▶ [練習問題]:
a. 次の(i)～(iii)が研究報告の抜粋の内容と合っているかどうかを、それぞれ「はい」か「いいえ」で答え、判断の決め手となる本文の語句をそのまま引用しなさい。(i) 研究機関は広島大学である。(ii) 研究代表者の所属は呉医療センターである。(iii) 2006年度の報告である。
b. 研究報告の抜粋のうち、「2006 Fiscal Year」を含む語句で始まり「大学院医歯薬学総合研究科, 助教授 (30191042)」で終わる部分を、一字も変えずに引用しなさい。

2006 Fiscal Year Annual Research Report
エピジェネティクスによるうつ病発症・難治化の機序解明
Project/Area Number |
18023027
|
Research Institution | Hiroshima University |
Principal Investigator |
森信 繁 広島大学, 大学院医歯薬学総合研究科, 助教授 (30191042)
|
Co-Investigator(Kenkyū-buntansha) |
宮本 和明 独立行政法人国立病院機構呉医療センター, 臨床研究部, 室長 (30332373)

▶ [収録レコード]:

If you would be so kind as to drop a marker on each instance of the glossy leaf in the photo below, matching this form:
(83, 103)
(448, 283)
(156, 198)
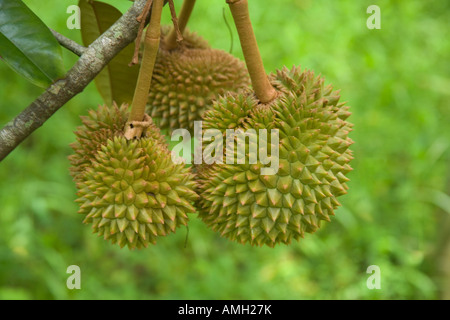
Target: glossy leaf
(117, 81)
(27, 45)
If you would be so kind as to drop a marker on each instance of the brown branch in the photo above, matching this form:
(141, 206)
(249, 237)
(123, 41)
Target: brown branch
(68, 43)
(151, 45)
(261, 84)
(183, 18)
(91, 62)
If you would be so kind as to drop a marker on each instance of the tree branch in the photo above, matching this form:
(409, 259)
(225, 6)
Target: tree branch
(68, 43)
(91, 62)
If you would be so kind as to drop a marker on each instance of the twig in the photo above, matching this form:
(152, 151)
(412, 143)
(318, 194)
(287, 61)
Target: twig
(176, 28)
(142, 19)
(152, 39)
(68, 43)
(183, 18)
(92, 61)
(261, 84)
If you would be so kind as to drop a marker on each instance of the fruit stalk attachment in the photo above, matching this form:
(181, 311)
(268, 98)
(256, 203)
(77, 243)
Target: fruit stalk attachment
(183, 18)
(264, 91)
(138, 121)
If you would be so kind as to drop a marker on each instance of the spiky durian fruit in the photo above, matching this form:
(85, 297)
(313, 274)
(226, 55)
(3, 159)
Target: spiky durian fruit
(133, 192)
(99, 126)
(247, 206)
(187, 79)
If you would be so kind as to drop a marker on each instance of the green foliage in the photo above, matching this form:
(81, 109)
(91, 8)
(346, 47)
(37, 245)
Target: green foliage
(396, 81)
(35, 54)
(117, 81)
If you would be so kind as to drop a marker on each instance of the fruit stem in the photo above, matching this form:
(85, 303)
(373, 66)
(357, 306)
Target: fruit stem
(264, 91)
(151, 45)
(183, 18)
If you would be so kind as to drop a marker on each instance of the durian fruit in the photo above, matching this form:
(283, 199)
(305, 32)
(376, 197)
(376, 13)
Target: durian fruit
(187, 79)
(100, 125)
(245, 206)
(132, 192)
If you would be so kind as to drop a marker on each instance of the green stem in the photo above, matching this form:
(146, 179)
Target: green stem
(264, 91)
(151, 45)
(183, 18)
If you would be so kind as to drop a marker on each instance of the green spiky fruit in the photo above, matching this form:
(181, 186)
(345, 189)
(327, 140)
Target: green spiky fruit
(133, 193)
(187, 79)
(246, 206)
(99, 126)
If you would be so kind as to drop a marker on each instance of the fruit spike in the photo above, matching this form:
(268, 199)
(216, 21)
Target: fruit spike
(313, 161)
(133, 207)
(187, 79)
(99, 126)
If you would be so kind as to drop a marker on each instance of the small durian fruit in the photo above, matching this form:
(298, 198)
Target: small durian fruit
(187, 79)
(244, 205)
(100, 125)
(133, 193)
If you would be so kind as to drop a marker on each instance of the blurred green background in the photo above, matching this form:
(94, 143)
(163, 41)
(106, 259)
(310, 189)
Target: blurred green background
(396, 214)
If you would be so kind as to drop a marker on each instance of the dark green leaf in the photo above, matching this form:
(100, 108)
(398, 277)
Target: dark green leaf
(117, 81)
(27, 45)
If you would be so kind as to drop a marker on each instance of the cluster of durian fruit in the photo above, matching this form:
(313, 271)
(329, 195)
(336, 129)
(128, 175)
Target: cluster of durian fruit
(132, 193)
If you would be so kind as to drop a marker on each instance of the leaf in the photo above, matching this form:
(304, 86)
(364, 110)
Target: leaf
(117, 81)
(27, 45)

▶ [解答一覧]:
a.
(i) はい。「Research Institution | Hiroshima University |」
(ii) いいえ。「森信 繁 広島大学, 大学院医歯薬学総合研究科, 助教授 (30191042)」
(iii) はい。「2006 Fiscal Year Annual Research Report」

b.
2006 Fiscal Year Annual Research Report
エピジェネティクスによるうつ病発症・難治化の機序解明
Project/Area Number |
18023027
|
Research Institution | Hiroshima University |
Principal Investigator |
森信 繁 広島大学, 大学院医歯薬学総合研究科, 助教授 (30191042)